* SOURCE TEXT
----------------------------------------
Soltero is a 1984 drama film written by Bienvenido Noriega Jr. and directed by Pio de Castro III for the Experimental Cinema of the Philippines. The film stars Jay Ilagan, Rio Locsin, and Chanda Romero and it tells the life of a soltero (young bachelor) living alone in his condominium apartment, working as an assistant manager at a bank, and how he manages his life with his family he loved and the past romances he had.

Summary

Crispin Rodriguez is the soltero (bachelor) of the story, he is a 29-year old young man who lives in a condominium apartment all by himself and works as an assistant manager of the Traders Royal Bank in Manila. Most of the time, he spends his time hanging out with his office friends like going to parties at bars, eating at a restaurant, or watching movies at the Manila Film Center. However, since his age is nearing 30 and still lonely, the one thing he needed to complete his life is no other than a woman to love and become together.

Cast

Jay Ilagan as Crispin Rodriguez
Rio Locsin as Christina
Chanda Romero as RJ Juan
Baby Delgado as Nene
Dick Israel as Teddy
Bing Davao as Edwin
Cris Vertido as Joey
Alvin Enriquez as Bimbo
Irma Potenciano as Crispin's mother
Terrie Legarda as Bong
Luigi Sison		
Manuel Conde as Crispin's grandfather	
Robert Campos
Carmen Enriquez	
Mona Lisa as the old lady at the condominium		
Chito Ponce Enrile
Menggie Cobarrubias
Connie Angeles
Khryss Adalia	
Nanding Josef		
Jack Azarcon
Naty Santiago
Pong Pong
Bodjie Pascua as Theater Actor
Louie Pascasio as Theater Actor

Production
Throughout the whole life of Pio de Castro III as an actor, writer, and film critic, Soltero is the first of two films that he directed — the other film is Ina, Kasusuklaman Ba Kita?, which was released in 1985 and produced and distributed by Seiko Films. In an interview from TV Times, the film was shot within three months.

Digital restoration
The film was restored by the ABS-CBN Film Restoration Project, with the help of L’Immagine Ritrovata in Italy, Kantana Post-Production in Thailand, and Wildsound Studios in Quezon City. The restoration process of Soltero started in 2016 with a 4K digital scan at Ritrovata's main laboratory in Bologna, Italy and the film prints used in the scanning were in bad condition, which was caused by many obstacles including color decay, missing frames, and vinegar syndrome that affected the whole print. Just like the other films from the ECP, the film negatives were lost or destroyed and the restoration team decided to restore the films of the said company through positive prints. All of the existing prints of the Experimental Cinema of the Philippines library are stored and archived at the vaults of ABS-CBN Film Archives, located within the ELJ Communications Center in Quezon City.
----------------------------------------
* AVAILABLE DATA
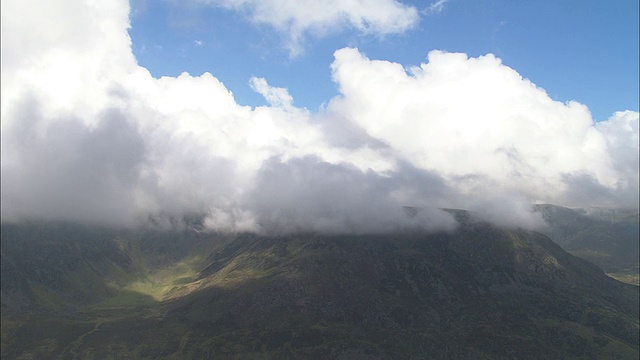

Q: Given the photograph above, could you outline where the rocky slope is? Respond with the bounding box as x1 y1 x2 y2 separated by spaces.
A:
2 212 638 359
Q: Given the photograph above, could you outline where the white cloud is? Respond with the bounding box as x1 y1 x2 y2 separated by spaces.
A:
198 0 420 56
425 0 449 15
1 0 638 232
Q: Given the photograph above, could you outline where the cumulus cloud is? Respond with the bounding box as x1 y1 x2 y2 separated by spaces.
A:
424 0 449 15
198 0 419 56
1 0 638 233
----------------------------------------
* REQUIREMENTS
- a) Condense the paragraph of the Soltero article that begins "The film was restored by the ABS-CBN Film Restoration Project" into a shorter version that keeps its main facts.
- b) Reproduce word for word the lines of the rows between the line holding "Q: Given the photograph above, could you outline where the white" and the line holding "1 0 638 232", inclusive.
The Soltero article and the rows have no connection to each other.

* WORKED SOLUTIONS
- a) The ABS-CBN Film Restoration Project restored Soltero with help from L'Immagine Ritrovata in Italy, Kantana Post-Production in Thailand, and Wildsound Studios in Quezon City. The work began in 2016 with a 4K scan at Ritrovata's Bologna laboratory. The prints were in bad condition from color decay, missing frames, and vinegar syndrome. Because the ECP negatives were lost or destroyed, the team restored from positive prints. All existing ECP prints are archived in the ABS-CBN Film Archives vaults at the ELJ Communications Center in Quezon City.

- b)
Q: Given the photograph above, could you outline where the white cloud is? Respond with the bounding box as x1 y1 x2 y2 separated by spaces.
A:
198 0 420 56
425 0 449 15
1 0 638 232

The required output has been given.